### Task to complete
Write out the data word for word from the very beginning through the line that has "(1151, 786)". Leave the pictures out.

### Supplied data
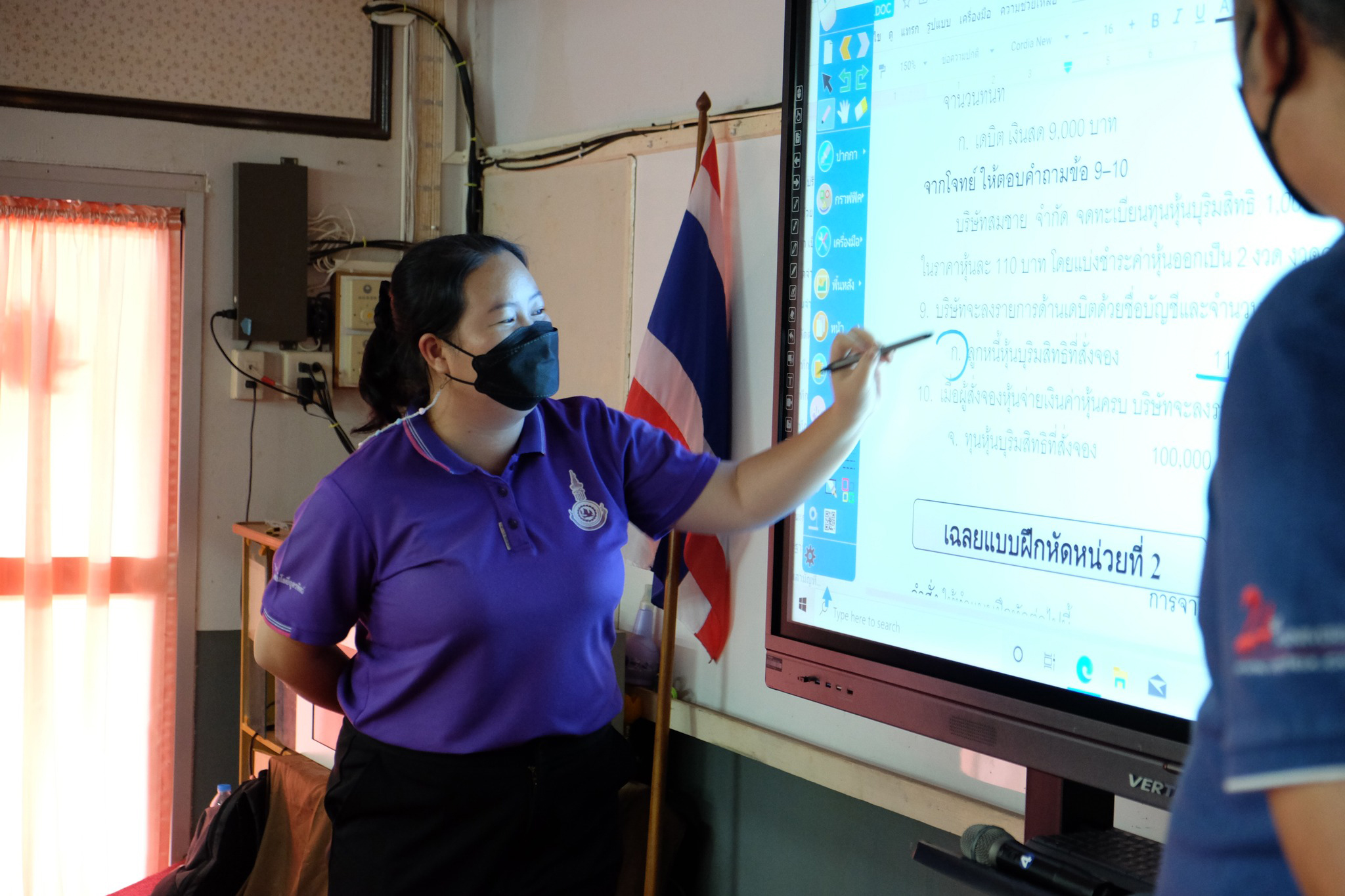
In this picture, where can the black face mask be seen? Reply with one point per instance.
(521, 371)
(1290, 77)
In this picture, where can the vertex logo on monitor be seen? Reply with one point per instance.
(1151, 786)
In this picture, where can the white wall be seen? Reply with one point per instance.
(292, 450)
(549, 68)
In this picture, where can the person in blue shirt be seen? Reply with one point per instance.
(1261, 805)
(474, 543)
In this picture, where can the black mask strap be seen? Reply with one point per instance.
(1292, 74)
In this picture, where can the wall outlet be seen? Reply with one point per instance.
(291, 372)
(252, 363)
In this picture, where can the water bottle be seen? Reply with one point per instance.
(642, 652)
(221, 796)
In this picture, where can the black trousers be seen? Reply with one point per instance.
(540, 819)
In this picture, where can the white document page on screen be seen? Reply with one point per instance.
(1071, 199)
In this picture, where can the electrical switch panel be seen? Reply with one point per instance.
(355, 296)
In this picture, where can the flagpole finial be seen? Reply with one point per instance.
(703, 127)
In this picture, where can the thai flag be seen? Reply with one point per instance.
(682, 386)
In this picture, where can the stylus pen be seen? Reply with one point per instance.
(850, 360)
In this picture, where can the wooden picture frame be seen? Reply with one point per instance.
(376, 127)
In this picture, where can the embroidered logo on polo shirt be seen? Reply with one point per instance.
(1269, 647)
(584, 513)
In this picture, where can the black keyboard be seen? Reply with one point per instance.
(1121, 857)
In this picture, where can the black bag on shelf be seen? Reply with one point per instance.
(223, 848)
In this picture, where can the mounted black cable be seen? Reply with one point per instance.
(475, 167)
(576, 151)
(269, 383)
(324, 247)
(252, 430)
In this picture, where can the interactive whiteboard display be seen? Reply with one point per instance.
(1070, 196)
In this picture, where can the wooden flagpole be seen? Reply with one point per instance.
(658, 782)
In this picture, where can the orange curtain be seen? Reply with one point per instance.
(89, 393)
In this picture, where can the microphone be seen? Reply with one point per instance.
(996, 848)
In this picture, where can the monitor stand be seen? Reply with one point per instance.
(1075, 822)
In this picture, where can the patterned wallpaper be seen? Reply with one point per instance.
(288, 55)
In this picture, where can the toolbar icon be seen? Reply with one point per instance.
(822, 242)
(824, 199)
(826, 114)
(826, 156)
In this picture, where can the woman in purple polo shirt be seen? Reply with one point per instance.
(474, 543)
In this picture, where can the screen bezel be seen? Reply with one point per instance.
(1076, 714)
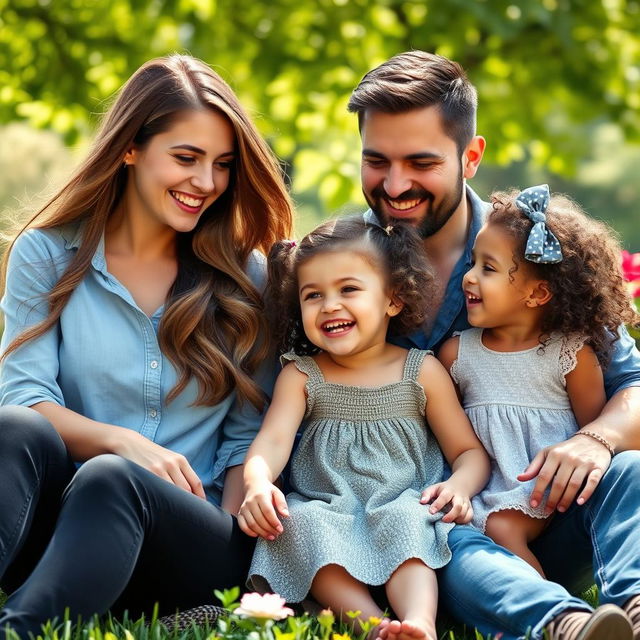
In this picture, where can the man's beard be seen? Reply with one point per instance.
(435, 217)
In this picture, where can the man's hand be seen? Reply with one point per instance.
(566, 467)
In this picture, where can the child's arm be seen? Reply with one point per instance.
(460, 445)
(268, 454)
(585, 388)
(447, 355)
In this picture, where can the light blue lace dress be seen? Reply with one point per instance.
(364, 456)
(517, 403)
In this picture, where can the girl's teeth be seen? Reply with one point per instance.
(190, 202)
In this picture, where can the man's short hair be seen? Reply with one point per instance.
(416, 79)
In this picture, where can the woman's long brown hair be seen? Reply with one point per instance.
(213, 327)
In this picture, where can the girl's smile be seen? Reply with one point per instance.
(344, 302)
(498, 291)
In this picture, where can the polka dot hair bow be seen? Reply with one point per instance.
(542, 246)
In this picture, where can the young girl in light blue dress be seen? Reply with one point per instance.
(545, 296)
(369, 506)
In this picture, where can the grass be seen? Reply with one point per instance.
(235, 628)
(302, 627)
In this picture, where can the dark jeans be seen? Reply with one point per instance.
(109, 536)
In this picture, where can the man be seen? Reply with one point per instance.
(416, 115)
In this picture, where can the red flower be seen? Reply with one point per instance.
(631, 271)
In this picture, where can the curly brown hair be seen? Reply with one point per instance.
(396, 252)
(589, 292)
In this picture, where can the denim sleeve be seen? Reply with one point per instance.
(624, 368)
(29, 374)
(242, 424)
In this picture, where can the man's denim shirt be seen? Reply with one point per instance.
(102, 359)
(623, 371)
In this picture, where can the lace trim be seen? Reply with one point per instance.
(569, 348)
(528, 511)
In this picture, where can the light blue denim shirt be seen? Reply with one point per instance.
(102, 359)
(623, 370)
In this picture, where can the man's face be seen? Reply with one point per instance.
(411, 170)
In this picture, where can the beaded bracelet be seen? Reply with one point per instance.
(596, 436)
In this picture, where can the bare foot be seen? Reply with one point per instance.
(409, 630)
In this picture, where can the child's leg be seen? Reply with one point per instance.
(513, 530)
(333, 587)
(413, 595)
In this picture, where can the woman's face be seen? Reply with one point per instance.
(182, 171)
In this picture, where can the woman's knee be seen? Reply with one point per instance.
(104, 475)
(23, 429)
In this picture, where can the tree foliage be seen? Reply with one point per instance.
(543, 67)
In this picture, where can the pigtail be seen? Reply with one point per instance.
(590, 296)
(282, 305)
(411, 279)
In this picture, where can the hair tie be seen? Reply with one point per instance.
(542, 245)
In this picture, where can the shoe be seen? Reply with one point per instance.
(607, 622)
(204, 615)
(632, 609)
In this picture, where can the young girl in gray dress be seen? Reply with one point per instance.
(546, 296)
(368, 506)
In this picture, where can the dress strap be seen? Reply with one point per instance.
(413, 363)
(306, 364)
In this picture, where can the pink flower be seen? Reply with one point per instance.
(269, 606)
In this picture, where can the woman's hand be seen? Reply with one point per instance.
(166, 464)
(258, 514)
(445, 494)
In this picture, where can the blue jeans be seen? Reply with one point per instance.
(489, 588)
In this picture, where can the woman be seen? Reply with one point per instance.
(134, 329)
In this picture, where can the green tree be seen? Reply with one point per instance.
(542, 68)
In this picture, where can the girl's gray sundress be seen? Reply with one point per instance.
(364, 457)
(518, 404)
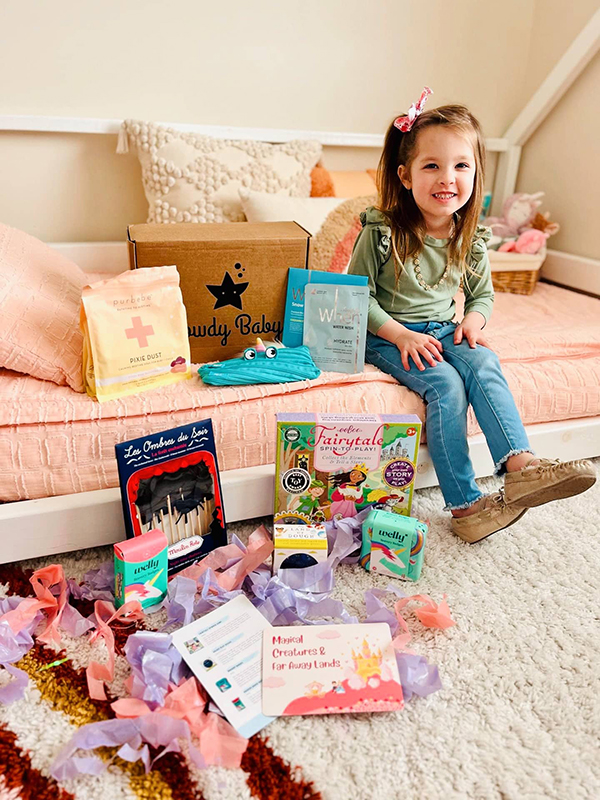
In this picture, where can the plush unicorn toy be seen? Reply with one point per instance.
(518, 211)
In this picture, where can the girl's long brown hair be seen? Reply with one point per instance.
(397, 203)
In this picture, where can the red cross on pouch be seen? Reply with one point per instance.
(139, 331)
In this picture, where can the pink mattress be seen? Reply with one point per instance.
(54, 441)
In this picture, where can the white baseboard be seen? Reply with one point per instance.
(75, 522)
(572, 272)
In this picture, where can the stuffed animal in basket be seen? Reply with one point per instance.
(542, 222)
(518, 211)
(530, 241)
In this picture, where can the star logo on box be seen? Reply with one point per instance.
(228, 293)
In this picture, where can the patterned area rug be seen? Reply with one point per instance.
(517, 716)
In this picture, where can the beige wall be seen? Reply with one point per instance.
(562, 157)
(308, 64)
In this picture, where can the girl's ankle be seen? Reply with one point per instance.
(520, 461)
(466, 512)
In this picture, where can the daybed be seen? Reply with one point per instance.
(58, 444)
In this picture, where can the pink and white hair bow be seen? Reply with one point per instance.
(404, 124)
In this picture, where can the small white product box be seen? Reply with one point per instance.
(298, 546)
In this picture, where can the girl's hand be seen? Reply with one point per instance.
(413, 344)
(470, 329)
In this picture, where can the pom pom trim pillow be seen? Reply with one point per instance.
(40, 296)
(188, 177)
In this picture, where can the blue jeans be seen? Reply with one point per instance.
(465, 376)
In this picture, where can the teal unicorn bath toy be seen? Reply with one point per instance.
(262, 364)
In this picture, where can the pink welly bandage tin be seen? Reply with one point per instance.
(141, 569)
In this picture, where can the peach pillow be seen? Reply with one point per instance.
(355, 183)
(321, 184)
(331, 248)
(40, 296)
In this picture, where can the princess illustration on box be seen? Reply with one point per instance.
(348, 492)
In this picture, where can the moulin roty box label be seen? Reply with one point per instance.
(170, 482)
(330, 466)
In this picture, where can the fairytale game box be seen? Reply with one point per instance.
(331, 466)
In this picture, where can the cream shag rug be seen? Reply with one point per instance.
(519, 713)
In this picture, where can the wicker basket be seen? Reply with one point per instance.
(516, 272)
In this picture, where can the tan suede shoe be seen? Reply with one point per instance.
(546, 481)
(494, 516)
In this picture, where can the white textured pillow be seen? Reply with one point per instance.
(310, 212)
(192, 178)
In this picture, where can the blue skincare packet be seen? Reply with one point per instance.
(298, 279)
(335, 326)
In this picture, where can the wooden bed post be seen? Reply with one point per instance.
(583, 48)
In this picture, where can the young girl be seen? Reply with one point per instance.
(348, 492)
(415, 249)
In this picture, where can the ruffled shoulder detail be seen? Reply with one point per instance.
(479, 245)
(379, 229)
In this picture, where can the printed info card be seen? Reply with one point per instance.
(223, 650)
(330, 669)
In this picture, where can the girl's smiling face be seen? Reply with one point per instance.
(441, 175)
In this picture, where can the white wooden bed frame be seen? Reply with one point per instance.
(51, 525)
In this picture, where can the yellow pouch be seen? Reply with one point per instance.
(135, 333)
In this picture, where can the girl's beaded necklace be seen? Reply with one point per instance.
(421, 280)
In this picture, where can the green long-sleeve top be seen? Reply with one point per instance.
(408, 301)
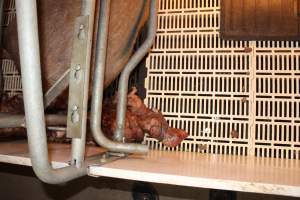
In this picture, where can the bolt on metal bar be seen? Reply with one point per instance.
(98, 81)
(33, 97)
(57, 88)
(133, 62)
(78, 144)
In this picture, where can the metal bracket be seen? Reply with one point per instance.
(103, 159)
(78, 72)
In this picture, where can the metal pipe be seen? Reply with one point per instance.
(33, 97)
(98, 82)
(18, 121)
(78, 144)
(133, 62)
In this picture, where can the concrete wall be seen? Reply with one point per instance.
(20, 183)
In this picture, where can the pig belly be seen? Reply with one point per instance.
(56, 30)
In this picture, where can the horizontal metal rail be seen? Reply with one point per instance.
(18, 121)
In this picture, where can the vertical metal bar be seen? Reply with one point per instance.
(78, 144)
(133, 62)
(98, 81)
(33, 97)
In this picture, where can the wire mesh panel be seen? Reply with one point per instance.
(217, 90)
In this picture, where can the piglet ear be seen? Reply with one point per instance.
(133, 91)
(155, 110)
(174, 137)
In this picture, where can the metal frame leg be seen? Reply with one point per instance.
(96, 108)
(33, 97)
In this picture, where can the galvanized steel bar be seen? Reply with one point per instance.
(78, 144)
(133, 62)
(33, 97)
(18, 121)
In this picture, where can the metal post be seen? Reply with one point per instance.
(78, 144)
(133, 62)
(96, 108)
(33, 97)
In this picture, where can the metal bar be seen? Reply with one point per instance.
(78, 144)
(97, 98)
(133, 62)
(57, 88)
(33, 97)
(18, 121)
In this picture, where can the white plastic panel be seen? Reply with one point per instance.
(233, 97)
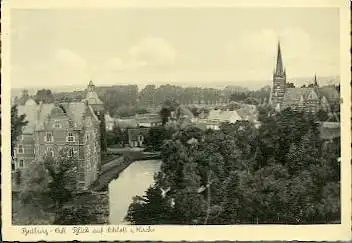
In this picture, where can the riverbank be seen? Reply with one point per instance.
(112, 169)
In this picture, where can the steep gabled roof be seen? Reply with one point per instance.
(74, 110)
(279, 70)
(224, 115)
(293, 95)
(31, 112)
(330, 93)
(329, 130)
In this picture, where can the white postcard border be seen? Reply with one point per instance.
(190, 233)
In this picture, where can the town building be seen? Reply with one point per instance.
(148, 120)
(136, 136)
(308, 99)
(71, 127)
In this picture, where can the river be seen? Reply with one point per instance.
(134, 180)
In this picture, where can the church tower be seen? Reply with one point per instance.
(98, 107)
(279, 81)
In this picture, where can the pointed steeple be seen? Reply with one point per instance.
(315, 80)
(91, 86)
(279, 71)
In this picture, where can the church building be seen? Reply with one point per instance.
(308, 99)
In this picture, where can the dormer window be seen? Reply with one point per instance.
(70, 137)
(50, 151)
(57, 124)
(48, 137)
(70, 152)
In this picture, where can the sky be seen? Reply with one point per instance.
(184, 46)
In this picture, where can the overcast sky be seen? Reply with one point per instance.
(177, 45)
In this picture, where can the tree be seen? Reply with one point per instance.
(290, 85)
(238, 96)
(17, 124)
(50, 183)
(279, 173)
(156, 137)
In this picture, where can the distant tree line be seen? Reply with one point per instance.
(281, 173)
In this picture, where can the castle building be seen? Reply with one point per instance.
(53, 127)
(308, 99)
(98, 107)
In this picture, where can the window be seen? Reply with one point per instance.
(70, 152)
(49, 137)
(57, 124)
(50, 151)
(20, 149)
(140, 138)
(70, 137)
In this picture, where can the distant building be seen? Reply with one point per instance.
(330, 130)
(52, 127)
(308, 99)
(148, 120)
(136, 136)
(73, 126)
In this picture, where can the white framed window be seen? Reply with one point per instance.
(57, 124)
(50, 151)
(140, 138)
(70, 137)
(20, 149)
(48, 137)
(70, 152)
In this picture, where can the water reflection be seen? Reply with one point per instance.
(134, 180)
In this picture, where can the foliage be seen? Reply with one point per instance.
(49, 183)
(281, 172)
(17, 124)
(128, 111)
(156, 137)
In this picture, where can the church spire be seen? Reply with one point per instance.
(279, 71)
(315, 80)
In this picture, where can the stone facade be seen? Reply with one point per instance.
(73, 127)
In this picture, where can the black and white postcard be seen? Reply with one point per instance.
(175, 120)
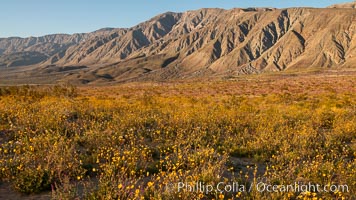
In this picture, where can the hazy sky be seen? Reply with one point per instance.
(40, 17)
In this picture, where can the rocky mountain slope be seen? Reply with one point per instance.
(205, 42)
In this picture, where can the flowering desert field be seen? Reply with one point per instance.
(253, 137)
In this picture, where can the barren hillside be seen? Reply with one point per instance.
(205, 42)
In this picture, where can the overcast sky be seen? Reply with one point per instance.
(26, 18)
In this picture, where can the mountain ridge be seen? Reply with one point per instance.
(199, 43)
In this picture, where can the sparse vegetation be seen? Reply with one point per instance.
(137, 141)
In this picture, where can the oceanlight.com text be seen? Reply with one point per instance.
(234, 187)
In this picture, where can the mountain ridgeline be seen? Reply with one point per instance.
(205, 42)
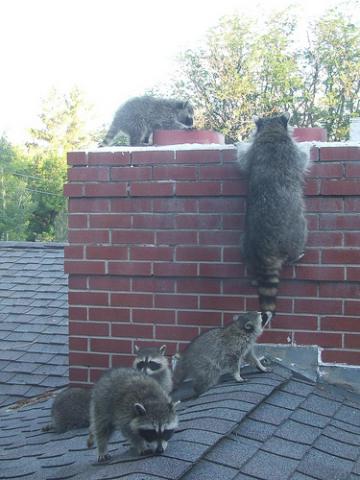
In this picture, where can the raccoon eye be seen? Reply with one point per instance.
(154, 366)
(167, 434)
(148, 435)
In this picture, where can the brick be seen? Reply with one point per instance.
(222, 204)
(175, 205)
(108, 158)
(198, 285)
(153, 221)
(325, 239)
(106, 252)
(153, 285)
(318, 306)
(74, 190)
(110, 345)
(178, 172)
(152, 189)
(221, 172)
(198, 156)
(197, 188)
(171, 269)
(77, 221)
(317, 338)
(132, 237)
(109, 283)
(77, 158)
(130, 173)
(157, 157)
(79, 344)
(232, 187)
(153, 316)
(131, 330)
(319, 273)
(351, 307)
(83, 267)
(221, 270)
(327, 170)
(196, 318)
(109, 314)
(88, 236)
(175, 332)
(352, 341)
(130, 299)
(340, 187)
(339, 153)
(88, 360)
(343, 290)
(223, 302)
(175, 301)
(89, 174)
(77, 313)
(320, 204)
(341, 255)
(341, 324)
(294, 322)
(88, 205)
(198, 254)
(341, 356)
(89, 329)
(353, 274)
(106, 190)
(176, 237)
(129, 268)
(131, 205)
(88, 298)
(78, 374)
(73, 251)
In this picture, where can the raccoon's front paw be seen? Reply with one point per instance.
(104, 458)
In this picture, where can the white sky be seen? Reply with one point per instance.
(111, 49)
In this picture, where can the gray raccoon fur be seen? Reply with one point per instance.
(140, 116)
(130, 401)
(219, 351)
(153, 362)
(70, 409)
(275, 224)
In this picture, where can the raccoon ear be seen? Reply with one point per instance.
(249, 327)
(139, 409)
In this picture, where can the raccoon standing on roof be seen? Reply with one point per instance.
(134, 403)
(70, 409)
(221, 350)
(275, 224)
(153, 362)
(140, 116)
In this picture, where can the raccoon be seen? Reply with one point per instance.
(152, 362)
(134, 403)
(275, 224)
(70, 410)
(140, 116)
(221, 350)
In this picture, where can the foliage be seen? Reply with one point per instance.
(253, 67)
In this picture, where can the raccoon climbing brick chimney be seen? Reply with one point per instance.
(154, 254)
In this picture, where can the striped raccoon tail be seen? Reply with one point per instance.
(268, 285)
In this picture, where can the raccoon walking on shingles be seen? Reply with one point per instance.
(70, 409)
(275, 224)
(140, 116)
(134, 403)
(153, 362)
(221, 350)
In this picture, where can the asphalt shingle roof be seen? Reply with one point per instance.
(33, 320)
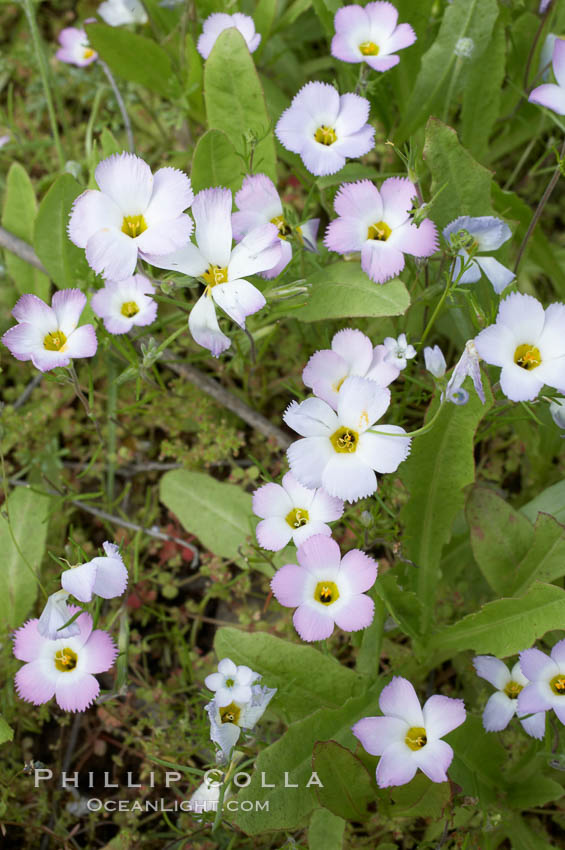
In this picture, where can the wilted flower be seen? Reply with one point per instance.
(326, 589)
(470, 235)
(258, 203)
(49, 336)
(467, 366)
(398, 351)
(550, 95)
(378, 224)
(75, 49)
(408, 737)
(324, 127)
(54, 616)
(502, 705)
(340, 451)
(135, 213)
(106, 577)
(220, 21)
(292, 511)
(352, 353)
(370, 34)
(119, 12)
(546, 688)
(435, 361)
(123, 304)
(231, 683)
(222, 269)
(528, 343)
(62, 668)
(226, 722)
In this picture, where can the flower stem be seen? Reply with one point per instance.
(540, 207)
(44, 74)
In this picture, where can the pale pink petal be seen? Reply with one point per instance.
(378, 733)
(399, 699)
(290, 585)
(312, 624)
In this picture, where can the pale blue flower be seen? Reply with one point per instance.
(479, 235)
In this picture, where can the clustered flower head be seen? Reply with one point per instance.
(370, 34)
(377, 223)
(292, 511)
(528, 343)
(258, 203)
(220, 21)
(408, 737)
(468, 236)
(326, 589)
(75, 49)
(239, 703)
(325, 128)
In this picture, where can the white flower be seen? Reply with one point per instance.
(106, 577)
(227, 722)
(503, 705)
(341, 451)
(135, 213)
(399, 351)
(119, 12)
(222, 269)
(231, 683)
(55, 614)
(435, 361)
(528, 343)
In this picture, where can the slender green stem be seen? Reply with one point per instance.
(44, 74)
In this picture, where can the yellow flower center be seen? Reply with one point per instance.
(129, 309)
(369, 48)
(230, 713)
(527, 356)
(283, 227)
(214, 275)
(416, 738)
(325, 135)
(512, 689)
(65, 660)
(379, 231)
(344, 440)
(326, 592)
(133, 225)
(55, 341)
(557, 685)
(297, 518)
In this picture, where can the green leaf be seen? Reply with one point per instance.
(343, 290)
(305, 679)
(6, 731)
(347, 787)
(441, 464)
(500, 537)
(545, 561)
(468, 183)
(325, 831)
(235, 102)
(219, 514)
(18, 589)
(135, 58)
(18, 216)
(443, 74)
(291, 754)
(503, 627)
(421, 798)
(481, 96)
(65, 262)
(215, 163)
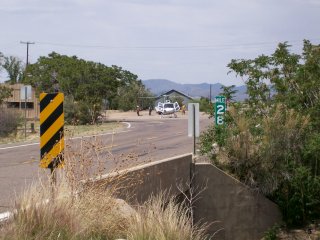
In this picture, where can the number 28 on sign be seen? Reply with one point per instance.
(220, 109)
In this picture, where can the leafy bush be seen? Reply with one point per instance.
(9, 122)
(299, 197)
(80, 112)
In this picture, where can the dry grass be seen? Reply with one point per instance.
(79, 207)
(257, 153)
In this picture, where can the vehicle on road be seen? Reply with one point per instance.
(167, 108)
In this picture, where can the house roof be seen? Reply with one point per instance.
(174, 91)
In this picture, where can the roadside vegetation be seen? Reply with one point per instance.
(75, 208)
(271, 142)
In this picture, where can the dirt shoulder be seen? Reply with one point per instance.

### Worked answer
In this picture, where can the black face mask be seen? Reply with one point per instance.
(521, 371)
(1290, 77)
In this picture, where can the vertex logo on monitor be seen? Reply with one point per instance.
(1151, 786)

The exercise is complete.